===== THE RECORDS =====
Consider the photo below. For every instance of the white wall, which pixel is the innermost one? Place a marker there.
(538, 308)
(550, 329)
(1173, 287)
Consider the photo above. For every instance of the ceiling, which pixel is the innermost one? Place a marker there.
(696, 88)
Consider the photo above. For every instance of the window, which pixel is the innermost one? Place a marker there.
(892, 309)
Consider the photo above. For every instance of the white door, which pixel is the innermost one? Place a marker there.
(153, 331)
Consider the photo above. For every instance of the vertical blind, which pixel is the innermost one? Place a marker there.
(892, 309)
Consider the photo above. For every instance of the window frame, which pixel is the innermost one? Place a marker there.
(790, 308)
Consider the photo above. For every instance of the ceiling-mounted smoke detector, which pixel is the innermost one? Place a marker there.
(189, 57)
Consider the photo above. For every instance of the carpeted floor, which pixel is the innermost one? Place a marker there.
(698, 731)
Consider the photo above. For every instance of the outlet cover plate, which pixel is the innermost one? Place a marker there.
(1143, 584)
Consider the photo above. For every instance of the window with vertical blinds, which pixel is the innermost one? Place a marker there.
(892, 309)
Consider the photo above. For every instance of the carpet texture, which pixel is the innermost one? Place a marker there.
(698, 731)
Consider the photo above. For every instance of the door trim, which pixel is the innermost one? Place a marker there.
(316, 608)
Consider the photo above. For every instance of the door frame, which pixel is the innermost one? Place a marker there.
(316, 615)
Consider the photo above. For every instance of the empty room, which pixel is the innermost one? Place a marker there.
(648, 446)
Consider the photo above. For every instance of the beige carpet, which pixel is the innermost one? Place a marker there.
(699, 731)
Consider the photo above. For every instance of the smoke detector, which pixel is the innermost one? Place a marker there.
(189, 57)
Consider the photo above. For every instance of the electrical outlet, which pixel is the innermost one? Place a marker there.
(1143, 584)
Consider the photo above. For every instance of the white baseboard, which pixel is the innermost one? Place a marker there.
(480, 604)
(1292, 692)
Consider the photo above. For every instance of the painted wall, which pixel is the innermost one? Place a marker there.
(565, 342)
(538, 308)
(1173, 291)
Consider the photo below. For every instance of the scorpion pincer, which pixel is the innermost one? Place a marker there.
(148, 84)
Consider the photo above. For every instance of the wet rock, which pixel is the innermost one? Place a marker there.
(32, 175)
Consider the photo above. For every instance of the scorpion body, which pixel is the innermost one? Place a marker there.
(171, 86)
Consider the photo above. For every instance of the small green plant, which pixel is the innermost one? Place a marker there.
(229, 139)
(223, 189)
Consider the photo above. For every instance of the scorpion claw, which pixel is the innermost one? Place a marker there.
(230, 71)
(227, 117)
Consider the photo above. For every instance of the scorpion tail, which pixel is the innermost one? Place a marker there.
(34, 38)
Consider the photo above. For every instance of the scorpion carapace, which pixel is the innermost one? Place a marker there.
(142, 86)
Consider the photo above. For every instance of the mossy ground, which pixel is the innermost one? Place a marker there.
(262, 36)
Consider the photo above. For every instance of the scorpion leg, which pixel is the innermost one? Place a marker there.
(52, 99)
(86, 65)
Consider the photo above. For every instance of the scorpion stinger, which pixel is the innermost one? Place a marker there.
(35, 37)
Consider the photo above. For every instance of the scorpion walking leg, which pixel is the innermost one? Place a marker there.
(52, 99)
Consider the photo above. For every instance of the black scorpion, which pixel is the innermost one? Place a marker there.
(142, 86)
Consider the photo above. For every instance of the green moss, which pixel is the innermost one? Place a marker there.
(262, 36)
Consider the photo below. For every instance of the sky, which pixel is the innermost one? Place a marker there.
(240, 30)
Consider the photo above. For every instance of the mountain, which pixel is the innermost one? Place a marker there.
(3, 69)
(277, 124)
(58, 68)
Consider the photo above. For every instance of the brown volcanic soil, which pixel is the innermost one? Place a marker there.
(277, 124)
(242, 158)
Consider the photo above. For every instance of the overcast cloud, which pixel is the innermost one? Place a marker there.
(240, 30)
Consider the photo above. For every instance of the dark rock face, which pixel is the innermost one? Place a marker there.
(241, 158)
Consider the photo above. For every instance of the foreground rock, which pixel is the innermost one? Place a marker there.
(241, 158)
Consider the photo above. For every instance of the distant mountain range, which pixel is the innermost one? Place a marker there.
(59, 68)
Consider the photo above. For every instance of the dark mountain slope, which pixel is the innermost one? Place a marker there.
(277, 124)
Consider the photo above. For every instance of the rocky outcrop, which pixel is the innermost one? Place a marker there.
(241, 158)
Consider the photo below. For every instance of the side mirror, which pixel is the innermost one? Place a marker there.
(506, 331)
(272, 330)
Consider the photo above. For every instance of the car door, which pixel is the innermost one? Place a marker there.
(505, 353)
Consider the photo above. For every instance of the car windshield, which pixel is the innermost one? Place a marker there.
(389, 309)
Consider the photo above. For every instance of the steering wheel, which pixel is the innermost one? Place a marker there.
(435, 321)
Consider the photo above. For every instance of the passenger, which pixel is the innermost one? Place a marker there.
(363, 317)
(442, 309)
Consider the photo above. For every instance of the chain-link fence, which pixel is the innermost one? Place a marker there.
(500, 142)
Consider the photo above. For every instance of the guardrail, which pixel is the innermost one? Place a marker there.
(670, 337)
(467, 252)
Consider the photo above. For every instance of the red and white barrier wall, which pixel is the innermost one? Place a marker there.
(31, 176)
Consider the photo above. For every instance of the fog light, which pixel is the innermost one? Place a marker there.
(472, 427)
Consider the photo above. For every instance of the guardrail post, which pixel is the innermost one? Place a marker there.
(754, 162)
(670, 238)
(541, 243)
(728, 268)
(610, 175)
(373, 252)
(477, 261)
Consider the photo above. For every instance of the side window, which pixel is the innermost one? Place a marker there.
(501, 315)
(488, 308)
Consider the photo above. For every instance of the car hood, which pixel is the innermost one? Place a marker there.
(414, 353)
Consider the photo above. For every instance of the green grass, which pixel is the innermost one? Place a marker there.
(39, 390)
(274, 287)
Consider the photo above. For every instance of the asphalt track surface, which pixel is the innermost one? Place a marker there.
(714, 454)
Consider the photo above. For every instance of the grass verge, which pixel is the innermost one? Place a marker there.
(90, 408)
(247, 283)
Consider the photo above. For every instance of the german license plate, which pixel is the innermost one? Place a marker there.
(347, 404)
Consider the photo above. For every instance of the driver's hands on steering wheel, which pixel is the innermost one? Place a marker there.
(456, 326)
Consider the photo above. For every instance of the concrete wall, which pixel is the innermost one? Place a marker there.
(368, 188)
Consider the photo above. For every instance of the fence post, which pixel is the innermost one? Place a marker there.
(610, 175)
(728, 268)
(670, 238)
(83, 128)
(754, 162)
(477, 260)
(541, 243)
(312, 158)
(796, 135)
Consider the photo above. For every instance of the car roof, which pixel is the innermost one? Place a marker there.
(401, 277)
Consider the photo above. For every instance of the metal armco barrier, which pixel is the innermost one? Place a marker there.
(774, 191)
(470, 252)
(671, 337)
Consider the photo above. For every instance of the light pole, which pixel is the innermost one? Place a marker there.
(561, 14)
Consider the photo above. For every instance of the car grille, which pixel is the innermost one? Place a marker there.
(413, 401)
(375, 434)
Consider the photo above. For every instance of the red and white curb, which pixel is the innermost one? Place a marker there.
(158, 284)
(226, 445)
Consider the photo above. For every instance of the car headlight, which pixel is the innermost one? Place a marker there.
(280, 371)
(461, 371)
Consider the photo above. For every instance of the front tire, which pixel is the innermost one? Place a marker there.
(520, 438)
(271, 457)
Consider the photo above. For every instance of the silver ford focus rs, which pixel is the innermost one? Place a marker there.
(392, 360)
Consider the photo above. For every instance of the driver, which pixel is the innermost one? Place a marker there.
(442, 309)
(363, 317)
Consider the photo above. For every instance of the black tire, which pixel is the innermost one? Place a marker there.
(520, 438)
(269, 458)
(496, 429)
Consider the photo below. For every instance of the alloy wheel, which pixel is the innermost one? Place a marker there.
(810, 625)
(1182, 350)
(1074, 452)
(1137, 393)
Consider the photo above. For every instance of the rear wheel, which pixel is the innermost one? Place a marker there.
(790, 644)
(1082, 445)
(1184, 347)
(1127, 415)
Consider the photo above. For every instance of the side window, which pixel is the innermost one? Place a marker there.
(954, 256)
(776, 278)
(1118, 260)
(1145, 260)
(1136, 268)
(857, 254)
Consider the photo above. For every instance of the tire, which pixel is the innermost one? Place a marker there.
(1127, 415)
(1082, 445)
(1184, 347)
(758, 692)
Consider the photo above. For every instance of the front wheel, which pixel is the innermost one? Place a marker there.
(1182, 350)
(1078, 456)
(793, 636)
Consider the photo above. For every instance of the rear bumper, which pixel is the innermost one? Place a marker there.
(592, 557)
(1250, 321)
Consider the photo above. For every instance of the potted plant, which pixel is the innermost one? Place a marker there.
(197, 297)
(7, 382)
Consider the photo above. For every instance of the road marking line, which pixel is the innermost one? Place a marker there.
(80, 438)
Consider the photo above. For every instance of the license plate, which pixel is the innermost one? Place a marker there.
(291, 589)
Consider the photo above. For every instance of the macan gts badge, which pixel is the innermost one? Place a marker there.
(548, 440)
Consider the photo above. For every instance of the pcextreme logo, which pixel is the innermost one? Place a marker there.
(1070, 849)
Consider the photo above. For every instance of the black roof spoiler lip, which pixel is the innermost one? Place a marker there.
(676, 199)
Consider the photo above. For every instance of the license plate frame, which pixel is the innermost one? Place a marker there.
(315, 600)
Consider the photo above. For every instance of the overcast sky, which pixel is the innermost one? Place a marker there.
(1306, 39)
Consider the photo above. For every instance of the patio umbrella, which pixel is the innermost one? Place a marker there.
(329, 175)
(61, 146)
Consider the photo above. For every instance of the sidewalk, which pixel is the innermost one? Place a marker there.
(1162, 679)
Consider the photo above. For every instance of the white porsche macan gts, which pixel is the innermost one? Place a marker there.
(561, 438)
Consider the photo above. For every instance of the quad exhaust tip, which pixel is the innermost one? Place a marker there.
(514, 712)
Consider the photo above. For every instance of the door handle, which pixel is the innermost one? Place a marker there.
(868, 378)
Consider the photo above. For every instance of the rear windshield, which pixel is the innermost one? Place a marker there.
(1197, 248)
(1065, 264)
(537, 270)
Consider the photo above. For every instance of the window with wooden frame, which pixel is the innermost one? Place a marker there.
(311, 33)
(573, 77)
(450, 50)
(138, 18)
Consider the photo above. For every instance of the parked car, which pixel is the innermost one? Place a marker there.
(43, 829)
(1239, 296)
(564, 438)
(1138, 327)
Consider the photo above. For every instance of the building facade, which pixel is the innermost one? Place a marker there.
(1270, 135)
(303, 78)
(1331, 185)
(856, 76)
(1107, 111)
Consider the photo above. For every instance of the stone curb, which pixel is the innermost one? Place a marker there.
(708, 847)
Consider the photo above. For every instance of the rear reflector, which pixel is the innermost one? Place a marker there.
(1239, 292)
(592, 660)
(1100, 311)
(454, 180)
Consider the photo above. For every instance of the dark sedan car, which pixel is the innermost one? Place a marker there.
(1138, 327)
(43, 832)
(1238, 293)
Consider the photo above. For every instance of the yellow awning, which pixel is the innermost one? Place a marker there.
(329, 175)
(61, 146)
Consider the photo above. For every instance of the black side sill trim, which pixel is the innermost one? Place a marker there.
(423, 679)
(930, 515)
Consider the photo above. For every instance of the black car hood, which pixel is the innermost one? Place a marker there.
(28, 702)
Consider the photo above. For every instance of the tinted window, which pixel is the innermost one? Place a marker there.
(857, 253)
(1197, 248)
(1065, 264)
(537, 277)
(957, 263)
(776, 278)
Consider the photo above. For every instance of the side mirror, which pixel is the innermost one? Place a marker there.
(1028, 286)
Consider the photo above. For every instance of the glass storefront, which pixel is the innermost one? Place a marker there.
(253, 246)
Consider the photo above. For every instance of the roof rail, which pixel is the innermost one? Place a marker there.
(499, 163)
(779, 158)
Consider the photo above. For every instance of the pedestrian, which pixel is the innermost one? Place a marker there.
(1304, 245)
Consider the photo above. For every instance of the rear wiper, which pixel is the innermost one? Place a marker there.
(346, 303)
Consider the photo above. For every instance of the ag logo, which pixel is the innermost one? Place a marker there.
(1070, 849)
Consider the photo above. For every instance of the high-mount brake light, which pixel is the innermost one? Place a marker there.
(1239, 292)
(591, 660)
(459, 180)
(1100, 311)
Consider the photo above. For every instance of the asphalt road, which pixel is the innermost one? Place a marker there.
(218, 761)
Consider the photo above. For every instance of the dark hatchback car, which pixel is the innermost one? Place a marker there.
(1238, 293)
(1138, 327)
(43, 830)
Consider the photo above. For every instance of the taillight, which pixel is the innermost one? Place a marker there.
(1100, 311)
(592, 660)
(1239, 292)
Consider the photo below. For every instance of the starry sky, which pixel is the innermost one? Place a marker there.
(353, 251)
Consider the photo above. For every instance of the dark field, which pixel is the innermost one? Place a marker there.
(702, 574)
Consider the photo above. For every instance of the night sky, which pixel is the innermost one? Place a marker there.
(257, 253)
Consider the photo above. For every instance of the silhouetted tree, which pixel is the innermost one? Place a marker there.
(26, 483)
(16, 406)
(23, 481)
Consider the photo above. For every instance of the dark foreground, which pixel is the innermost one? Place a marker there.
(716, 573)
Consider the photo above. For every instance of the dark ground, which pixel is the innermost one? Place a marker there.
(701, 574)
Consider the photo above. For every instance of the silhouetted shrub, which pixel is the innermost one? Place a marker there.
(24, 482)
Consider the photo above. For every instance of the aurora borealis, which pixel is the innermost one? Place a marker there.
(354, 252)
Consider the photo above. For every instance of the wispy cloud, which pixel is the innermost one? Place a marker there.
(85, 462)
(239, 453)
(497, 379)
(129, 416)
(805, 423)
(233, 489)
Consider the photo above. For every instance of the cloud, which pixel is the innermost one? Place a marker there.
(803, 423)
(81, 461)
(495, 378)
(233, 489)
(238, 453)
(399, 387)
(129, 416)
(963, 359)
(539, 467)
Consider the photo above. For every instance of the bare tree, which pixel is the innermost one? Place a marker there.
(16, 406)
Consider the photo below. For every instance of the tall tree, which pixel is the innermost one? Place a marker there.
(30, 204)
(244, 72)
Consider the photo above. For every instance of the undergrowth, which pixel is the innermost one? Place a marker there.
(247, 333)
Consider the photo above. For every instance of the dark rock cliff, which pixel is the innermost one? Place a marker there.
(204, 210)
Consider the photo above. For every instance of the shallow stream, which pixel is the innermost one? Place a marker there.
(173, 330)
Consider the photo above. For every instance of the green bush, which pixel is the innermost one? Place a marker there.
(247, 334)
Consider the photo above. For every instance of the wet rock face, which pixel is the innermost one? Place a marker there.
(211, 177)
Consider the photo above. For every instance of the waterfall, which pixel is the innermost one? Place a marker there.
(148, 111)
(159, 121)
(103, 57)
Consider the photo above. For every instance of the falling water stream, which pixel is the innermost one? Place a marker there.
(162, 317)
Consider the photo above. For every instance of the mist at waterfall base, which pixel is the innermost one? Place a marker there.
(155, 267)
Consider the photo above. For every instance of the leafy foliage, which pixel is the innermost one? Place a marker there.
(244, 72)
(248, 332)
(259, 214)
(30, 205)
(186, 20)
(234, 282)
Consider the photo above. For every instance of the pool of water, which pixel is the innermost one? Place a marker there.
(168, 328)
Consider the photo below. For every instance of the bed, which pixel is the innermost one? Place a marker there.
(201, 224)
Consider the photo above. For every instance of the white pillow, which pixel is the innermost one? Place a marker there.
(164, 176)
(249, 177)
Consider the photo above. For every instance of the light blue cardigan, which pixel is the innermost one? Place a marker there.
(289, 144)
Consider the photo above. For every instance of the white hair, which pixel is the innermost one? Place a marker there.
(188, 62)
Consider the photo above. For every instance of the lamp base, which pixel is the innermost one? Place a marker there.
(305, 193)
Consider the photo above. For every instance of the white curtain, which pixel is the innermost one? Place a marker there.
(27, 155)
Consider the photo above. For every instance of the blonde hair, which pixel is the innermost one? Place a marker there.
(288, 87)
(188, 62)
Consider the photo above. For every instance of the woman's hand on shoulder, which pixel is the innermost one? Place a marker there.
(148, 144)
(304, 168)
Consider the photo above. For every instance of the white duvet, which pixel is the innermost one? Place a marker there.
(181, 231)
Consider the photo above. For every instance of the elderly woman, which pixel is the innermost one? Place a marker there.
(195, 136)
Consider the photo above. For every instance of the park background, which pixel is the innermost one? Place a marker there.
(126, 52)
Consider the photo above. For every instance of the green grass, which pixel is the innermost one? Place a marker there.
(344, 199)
=====
## WHAT IS NEEDED
Your task is to return, exactly and on their own, the lines from the one containing "white pillow, which" through the last line of the listing.

## THE RESULT
Consider the photo above. For every instance of the white pillow, which pixel is the innermost one? Place a marker there.
(164, 176)
(249, 177)
Consider the photo above. For every instance of the light blue cardigan, which pixel is the innermost one? Place a marker there.
(289, 144)
Consider the photo above. For every instance of the white hair, which pixel is the innermost one? Place a marker there.
(188, 62)
Consider the photo above. For every instance of the lamp base, which pixel is the innermost one? Place a marker there.
(305, 193)
Consider the photo above. For every instance of the white curtain, which pixel is the innermost one? Place a marker there.
(27, 155)
Consider the photo above. For every instance of the blonde hair, which pixel is the innermost one? Place a marker there.
(288, 87)
(188, 62)
Consider the photo above. For every instance of the woman's hand on shoulder, which pixel is the innermost one? Place a marker there.
(148, 144)
(304, 168)
Consider the photo above. For every instance of the white duvet, which pixel is the innermost one? Place a marker there.
(181, 231)
Consider the photo above. For every instance of the elderly woman, which pixel is the innermost one? Place a marker there.
(195, 136)
Consider the photo above. For every instance of the park background, which pixel is the innermost one? Place a marker there.
(126, 52)
Consider the photo above. For every instance of the green grass, which pixel is the innermost one? Place a marker there.
(344, 199)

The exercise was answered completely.